▶ [GIVEN TASK]
Report only the number of lines in the records below that contain the word "provide".

▶ [EXTRACTED ENTRIES]
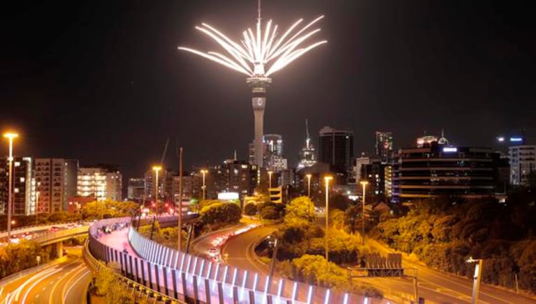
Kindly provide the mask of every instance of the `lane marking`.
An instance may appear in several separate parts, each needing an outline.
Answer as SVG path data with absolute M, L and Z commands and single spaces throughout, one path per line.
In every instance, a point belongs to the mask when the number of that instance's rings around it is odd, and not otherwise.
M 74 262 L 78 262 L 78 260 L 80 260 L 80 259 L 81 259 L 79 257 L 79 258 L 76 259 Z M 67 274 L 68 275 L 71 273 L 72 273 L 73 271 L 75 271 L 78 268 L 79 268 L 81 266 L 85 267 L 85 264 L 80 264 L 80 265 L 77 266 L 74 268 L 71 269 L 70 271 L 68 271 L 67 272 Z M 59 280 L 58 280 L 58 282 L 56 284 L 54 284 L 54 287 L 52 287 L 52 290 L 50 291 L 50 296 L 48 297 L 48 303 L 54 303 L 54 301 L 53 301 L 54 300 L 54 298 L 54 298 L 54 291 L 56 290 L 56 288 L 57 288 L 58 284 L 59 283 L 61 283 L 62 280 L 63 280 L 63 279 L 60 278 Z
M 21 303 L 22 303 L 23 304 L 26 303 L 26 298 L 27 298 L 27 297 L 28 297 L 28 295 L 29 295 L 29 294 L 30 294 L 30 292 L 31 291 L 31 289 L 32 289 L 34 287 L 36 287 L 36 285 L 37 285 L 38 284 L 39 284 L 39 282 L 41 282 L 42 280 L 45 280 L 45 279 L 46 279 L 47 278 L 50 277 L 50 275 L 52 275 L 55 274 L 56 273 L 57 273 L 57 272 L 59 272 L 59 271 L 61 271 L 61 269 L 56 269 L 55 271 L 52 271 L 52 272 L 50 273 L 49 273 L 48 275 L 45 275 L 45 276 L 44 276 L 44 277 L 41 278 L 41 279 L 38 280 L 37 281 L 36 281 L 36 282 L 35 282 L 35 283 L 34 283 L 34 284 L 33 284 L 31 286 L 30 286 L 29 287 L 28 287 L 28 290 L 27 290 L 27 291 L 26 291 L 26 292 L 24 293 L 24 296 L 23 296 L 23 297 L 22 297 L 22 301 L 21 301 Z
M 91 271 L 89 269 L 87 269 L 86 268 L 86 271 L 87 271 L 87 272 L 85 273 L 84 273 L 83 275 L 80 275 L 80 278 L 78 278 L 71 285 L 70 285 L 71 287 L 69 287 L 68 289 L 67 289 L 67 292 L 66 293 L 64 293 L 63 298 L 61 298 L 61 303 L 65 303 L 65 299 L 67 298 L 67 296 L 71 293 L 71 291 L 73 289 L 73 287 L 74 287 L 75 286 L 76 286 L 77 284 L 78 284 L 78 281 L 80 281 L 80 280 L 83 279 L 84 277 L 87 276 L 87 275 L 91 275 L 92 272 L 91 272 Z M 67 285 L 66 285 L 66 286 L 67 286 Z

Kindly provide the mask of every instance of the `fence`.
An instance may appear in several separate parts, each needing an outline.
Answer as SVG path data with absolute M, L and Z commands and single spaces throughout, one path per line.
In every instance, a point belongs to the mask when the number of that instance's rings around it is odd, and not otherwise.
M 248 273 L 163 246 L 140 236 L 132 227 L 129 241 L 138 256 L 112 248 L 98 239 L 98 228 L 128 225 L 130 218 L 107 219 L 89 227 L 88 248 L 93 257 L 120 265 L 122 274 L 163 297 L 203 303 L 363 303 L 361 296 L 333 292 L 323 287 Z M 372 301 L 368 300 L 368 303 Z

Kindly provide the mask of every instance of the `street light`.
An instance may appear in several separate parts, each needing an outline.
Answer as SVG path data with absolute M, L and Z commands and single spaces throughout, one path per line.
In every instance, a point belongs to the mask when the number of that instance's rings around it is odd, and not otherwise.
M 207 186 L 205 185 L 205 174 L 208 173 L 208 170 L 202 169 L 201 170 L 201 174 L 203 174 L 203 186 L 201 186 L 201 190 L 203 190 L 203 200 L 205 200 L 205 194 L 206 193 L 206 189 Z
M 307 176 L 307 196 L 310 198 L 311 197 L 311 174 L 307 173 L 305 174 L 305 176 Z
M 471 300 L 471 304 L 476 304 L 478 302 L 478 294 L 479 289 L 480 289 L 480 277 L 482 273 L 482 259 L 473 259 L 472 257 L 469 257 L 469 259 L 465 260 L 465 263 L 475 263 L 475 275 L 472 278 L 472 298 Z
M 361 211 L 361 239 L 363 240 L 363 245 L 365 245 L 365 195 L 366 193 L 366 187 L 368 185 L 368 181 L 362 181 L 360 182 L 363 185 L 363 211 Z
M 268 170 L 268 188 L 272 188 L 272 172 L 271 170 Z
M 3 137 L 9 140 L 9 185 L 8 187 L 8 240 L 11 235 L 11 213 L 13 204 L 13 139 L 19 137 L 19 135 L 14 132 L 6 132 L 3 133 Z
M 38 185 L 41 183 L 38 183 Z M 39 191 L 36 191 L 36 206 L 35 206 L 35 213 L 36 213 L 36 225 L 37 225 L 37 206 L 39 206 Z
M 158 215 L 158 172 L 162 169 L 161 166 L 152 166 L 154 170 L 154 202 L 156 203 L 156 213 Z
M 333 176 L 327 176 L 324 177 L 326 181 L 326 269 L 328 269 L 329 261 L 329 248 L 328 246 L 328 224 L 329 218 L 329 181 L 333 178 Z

--

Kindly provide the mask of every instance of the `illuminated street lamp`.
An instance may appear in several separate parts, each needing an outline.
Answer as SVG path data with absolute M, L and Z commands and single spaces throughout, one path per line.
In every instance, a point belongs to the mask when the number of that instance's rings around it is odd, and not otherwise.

▶ [OUTPUT OF THE EXERCISE]
4